- **Required work**
All of the entries below need to be repeated exactly.

- **Source records**

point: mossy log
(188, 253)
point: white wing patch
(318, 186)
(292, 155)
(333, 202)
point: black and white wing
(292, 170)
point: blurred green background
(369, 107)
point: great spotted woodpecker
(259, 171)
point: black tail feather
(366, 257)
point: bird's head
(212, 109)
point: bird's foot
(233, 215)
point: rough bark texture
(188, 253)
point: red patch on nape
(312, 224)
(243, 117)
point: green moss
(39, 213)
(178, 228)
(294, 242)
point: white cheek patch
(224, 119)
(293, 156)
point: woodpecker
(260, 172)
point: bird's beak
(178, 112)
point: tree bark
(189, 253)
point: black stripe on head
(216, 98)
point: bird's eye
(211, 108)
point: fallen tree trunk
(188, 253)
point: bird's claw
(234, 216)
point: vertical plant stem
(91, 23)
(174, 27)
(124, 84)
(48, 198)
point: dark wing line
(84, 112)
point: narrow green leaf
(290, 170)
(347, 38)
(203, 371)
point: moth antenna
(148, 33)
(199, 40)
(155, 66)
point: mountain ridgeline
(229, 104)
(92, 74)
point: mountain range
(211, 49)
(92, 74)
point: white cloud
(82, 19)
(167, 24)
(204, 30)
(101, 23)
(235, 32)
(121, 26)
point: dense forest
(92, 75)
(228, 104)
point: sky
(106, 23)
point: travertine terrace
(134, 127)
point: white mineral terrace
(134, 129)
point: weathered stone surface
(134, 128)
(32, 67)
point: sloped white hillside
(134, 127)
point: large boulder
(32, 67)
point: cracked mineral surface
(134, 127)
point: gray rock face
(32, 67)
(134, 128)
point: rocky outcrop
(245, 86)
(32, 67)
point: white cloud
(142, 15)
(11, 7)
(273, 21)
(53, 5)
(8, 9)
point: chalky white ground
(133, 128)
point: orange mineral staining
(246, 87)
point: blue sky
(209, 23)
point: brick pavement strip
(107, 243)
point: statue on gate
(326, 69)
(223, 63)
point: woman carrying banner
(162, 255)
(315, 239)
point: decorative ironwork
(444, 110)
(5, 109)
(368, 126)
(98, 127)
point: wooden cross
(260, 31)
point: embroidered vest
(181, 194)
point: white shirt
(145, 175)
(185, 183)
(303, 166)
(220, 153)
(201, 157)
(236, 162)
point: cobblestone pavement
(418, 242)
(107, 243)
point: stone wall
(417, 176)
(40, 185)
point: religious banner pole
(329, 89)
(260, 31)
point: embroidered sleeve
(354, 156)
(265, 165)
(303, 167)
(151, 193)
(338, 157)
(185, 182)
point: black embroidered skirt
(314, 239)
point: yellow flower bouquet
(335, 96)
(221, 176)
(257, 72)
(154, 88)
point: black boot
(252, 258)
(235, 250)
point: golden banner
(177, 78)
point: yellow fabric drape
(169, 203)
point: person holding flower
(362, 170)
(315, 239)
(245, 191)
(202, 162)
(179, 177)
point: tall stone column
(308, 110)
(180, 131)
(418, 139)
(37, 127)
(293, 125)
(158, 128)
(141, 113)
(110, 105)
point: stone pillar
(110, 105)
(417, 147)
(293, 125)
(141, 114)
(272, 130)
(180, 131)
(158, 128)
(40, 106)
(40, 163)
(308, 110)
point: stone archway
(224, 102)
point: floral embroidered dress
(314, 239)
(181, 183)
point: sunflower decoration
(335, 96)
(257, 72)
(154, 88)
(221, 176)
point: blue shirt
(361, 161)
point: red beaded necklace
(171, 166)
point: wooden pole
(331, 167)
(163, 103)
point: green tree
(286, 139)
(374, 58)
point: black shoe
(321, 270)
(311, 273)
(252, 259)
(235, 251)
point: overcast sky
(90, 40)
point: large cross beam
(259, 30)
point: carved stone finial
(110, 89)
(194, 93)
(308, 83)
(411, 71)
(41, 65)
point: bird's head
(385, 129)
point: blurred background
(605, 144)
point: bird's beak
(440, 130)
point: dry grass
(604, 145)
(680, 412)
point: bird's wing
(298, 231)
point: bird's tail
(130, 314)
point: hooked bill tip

- **Result for this exercise**
point: mossy log
(188, 253)
point: white wing patch
(318, 186)
(292, 155)
(333, 202)
point: black and white wing
(292, 170)
point: blurred green background
(369, 107)
point: great spotted woodpecker
(259, 171)
point: black tail feather
(366, 257)
point: bird's head
(212, 109)
point: bird's foot
(233, 215)
point: rough bark texture
(188, 253)
point: red patch on nape
(312, 224)
(243, 117)
point: green moss
(39, 213)
(178, 228)
(294, 242)
point: white cheek patch
(224, 119)
(293, 156)
point: woodpecker
(260, 172)
point: bird's beak
(178, 112)
point: tree bark
(189, 253)
point: black stripe on head
(216, 98)
point: bird's eye
(211, 108)
point: fallen tree trunk
(188, 253)
point: bird's claw
(234, 216)
point: vertical plant stem
(91, 23)
(174, 27)
(124, 84)
(48, 198)
point: dark wing line
(84, 112)
point: narrow green leaf
(290, 170)
(347, 38)
(203, 371)
point: moth antenna
(148, 33)
(199, 40)
(155, 66)
point: mountain ridgeline
(229, 104)
(92, 74)
point: mountain range
(211, 49)
(92, 74)
point: white cloud
(82, 19)
(167, 24)
(204, 30)
(101, 23)
(235, 32)
(121, 26)
point: dense forest
(92, 75)
(228, 104)
point: sky
(106, 23)
point: travertine terrace
(134, 127)
point: white mineral terrace
(134, 129)
point: weathered stone surface
(134, 128)
(32, 67)
point: sloped white hillside
(134, 127)
point: large boulder
(32, 67)
point: cracked mineral surface
(134, 127)
point: gray rock face
(32, 67)
(134, 128)
point: rocky outcrop
(245, 86)
(32, 67)
point: white cloud
(142, 15)
(11, 7)
(273, 21)
(53, 5)
(8, 9)
point: chalky white ground
(133, 128)
point: orange mineral staining
(246, 87)
point: blue sky
(209, 23)
point: brick pavement strip
(107, 243)
point: statue on gate
(326, 69)
(223, 63)
point: woman carrying banner
(162, 255)
(315, 239)
point: decorative ironwork
(444, 110)
(5, 109)
(368, 126)
(98, 127)
point: wooden cross
(260, 31)
point: embroidered vest
(181, 194)
point: white shirt
(145, 175)
(185, 183)
(303, 166)
(220, 153)
(201, 157)
(236, 162)
point: cobblestone pavement
(418, 242)
(107, 243)
point: stone wall
(417, 176)
(40, 185)
point: religious banner pole
(329, 89)
(260, 31)
point: embroidered sleeve
(354, 156)
(265, 165)
(303, 167)
(151, 193)
(338, 157)
(185, 182)
point: black embroidered skirt
(314, 239)
point: yellow flower bouquet
(335, 96)
(221, 176)
(257, 72)
(154, 88)
point: black boot
(252, 258)
(235, 250)
point: golden banner
(177, 78)
point: yellow fabric drape
(169, 203)
point: person holding flower
(362, 170)
(315, 239)
(245, 191)
(202, 162)
(179, 177)
point: tall stone column
(308, 110)
(180, 131)
(418, 139)
(37, 127)
(293, 125)
(158, 128)
(141, 113)
(110, 105)
point: stone pillar
(110, 105)
(417, 147)
(293, 125)
(141, 114)
(272, 130)
(180, 131)
(158, 128)
(40, 106)
(40, 163)
(308, 110)
point: stone archway
(224, 102)
point: floral embroidered dress
(314, 239)
(181, 183)
point: sunflower decoration
(335, 96)
(257, 72)
(154, 88)
(221, 176)
point: blue shirt
(361, 161)
point: red beaded necklace
(171, 166)
point: wooden pole
(331, 167)
(163, 103)
point: green tree
(286, 139)
(374, 58)
point: black shoe
(321, 270)
(311, 273)
(252, 259)
(235, 251)
point: overcast sky
(90, 40)
point: large cross beam
(259, 30)
point: carved stone finial
(110, 89)
(194, 93)
(308, 83)
(411, 71)
(41, 65)
point: bird's head
(385, 129)
point: blurred background
(605, 144)
point: bird's beak
(440, 130)
point: dry grass
(604, 145)
(680, 412)
point: bird's wing
(298, 231)
point: bird's tail
(130, 314)
point: hooked bill tip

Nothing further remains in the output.